======== Record extracts ========
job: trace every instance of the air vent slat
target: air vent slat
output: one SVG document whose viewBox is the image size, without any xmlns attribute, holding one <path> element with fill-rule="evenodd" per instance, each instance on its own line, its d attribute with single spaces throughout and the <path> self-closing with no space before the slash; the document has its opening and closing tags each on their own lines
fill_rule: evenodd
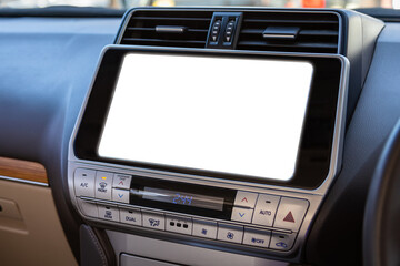
<svg viewBox="0 0 400 266">
<path fill-rule="evenodd" d="M 129 31 L 156 31 L 156 28 L 133 28 L 133 27 L 128 27 L 127 30 Z M 208 30 L 201 30 L 201 29 L 188 29 L 188 32 L 203 32 L 207 33 Z"/>
<path fill-rule="evenodd" d="M 337 24 L 338 21 L 327 20 L 276 20 L 276 19 L 246 19 L 244 23 L 296 23 L 296 24 Z"/>
<path fill-rule="evenodd" d="M 208 18 L 162 18 L 162 17 L 132 17 L 132 20 L 183 20 L 183 21 L 210 21 Z"/>
<path fill-rule="evenodd" d="M 298 28 L 291 40 L 266 40 L 266 29 Z M 239 50 L 338 53 L 339 17 L 333 12 L 247 12 L 243 16 Z"/>
<path fill-rule="evenodd" d="M 138 10 L 132 13 L 120 43 L 206 48 L 211 18 L 211 11 Z"/>
<path fill-rule="evenodd" d="M 249 45 L 249 47 L 279 47 L 279 48 L 322 48 L 322 49 L 336 49 L 337 44 L 334 43 L 314 43 L 314 42 L 301 42 L 296 45 L 284 44 L 284 43 L 272 43 L 272 42 L 261 42 L 261 41 L 241 41 L 239 45 Z"/>
<path fill-rule="evenodd" d="M 241 31 L 241 34 L 262 34 L 262 29 L 244 29 Z M 299 35 L 329 35 L 329 37 L 337 37 L 337 31 L 330 31 L 330 30 L 301 30 L 299 32 Z"/>
<path fill-rule="evenodd" d="M 187 40 L 161 40 L 161 39 L 142 39 L 142 38 L 123 38 L 123 41 L 130 42 L 172 42 L 172 43 L 196 43 L 206 44 L 206 41 L 187 41 Z"/>
</svg>

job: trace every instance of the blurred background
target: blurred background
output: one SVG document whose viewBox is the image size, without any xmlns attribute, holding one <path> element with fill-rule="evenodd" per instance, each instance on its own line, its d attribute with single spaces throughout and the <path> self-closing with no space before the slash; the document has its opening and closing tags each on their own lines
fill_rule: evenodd
<svg viewBox="0 0 400 266">
<path fill-rule="evenodd" d="M 176 6 L 247 6 L 287 8 L 392 8 L 392 0 L 0 0 L 0 8 L 43 8 L 50 6 L 103 7 L 129 9 L 133 7 Z"/>
</svg>

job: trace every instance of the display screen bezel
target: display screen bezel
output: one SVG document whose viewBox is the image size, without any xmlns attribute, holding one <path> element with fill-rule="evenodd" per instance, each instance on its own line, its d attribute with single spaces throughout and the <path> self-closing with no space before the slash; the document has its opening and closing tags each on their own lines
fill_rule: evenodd
<svg viewBox="0 0 400 266">
<path fill-rule="evenodd" d="M 294 176 L 289 181 L 278 181 L 257 176 L 236 175 L 213 171 L 166 166 L 99 156 L 97 150 L 100 142 L 101 132 L 104 126 L 109 106 L 111 104 L 112 94 L 117 84 L 121 63 L 127 53 L 183 54 L 188 57 L 219 58 L 228 57 L 254 60 L 268 59 L 307 61 L 312 63 L 314 66 L 314 75 L 310 91 L 310 100 L 306 114 Z M 341 73 L 342 61 L 340 58 L 336 57 L 301 57 L 289 54 L 276 55 L 260 52 L 216 52 L 210 50 L 181 49 L 108 49 L 104 51 L 101 58 L 90 96 L 88 99 L 87 106 L 73 142 L 74 154 L 80 160 L 136 166 L 157 171 L 167 171 L 169 174 L 180 173 L 312 190 L 318 187 L 326 180 L 330 170 Z"/>
</svg>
========
▸ **What you are asked to do**: Reproduce the listing word for word, from its first line through the line containing "208 18 L 162", with both ends included. Omit the pictures.

▸ **Answer to this exercise**:
job: trace every instance of the air vent slat
target: air vent slat
output: one SVG document whose viewBox is the image size, without any xmlns attribute, holding one <path> element with fill-rule="evenodd" per instance, each instance on its own line, its d attribute with single spaces throughout and the <path> self-closing with no space before the slash; the document has its opening and closing tags each on their own lines
fill_rule: evenodd
<svg viewBox="0 0 400 266">
<path fill-rule="evenodd" d="M 129 31 L 156 31 L 156 28 L 133 28 L 133 27 L 128 27 L 127 30 Z M 208 30 L 201 30 L 201 29 L 188 29 L 188 32 L 203 32 L 207 33 Z"/>
<path fill-rule="evenodd" d="M 337 24 L 338 21 L 327 20 L 276 20 L 276 19 L 246 19 L 244 23 L 296 23 L 296 24 Z"/>
<path fill-rule="evenodd" d="M 208 18 L 162 18 L 162 17 L 132 17 L 132 20 L 183 20 L 183 21 L 210 21 Z"/>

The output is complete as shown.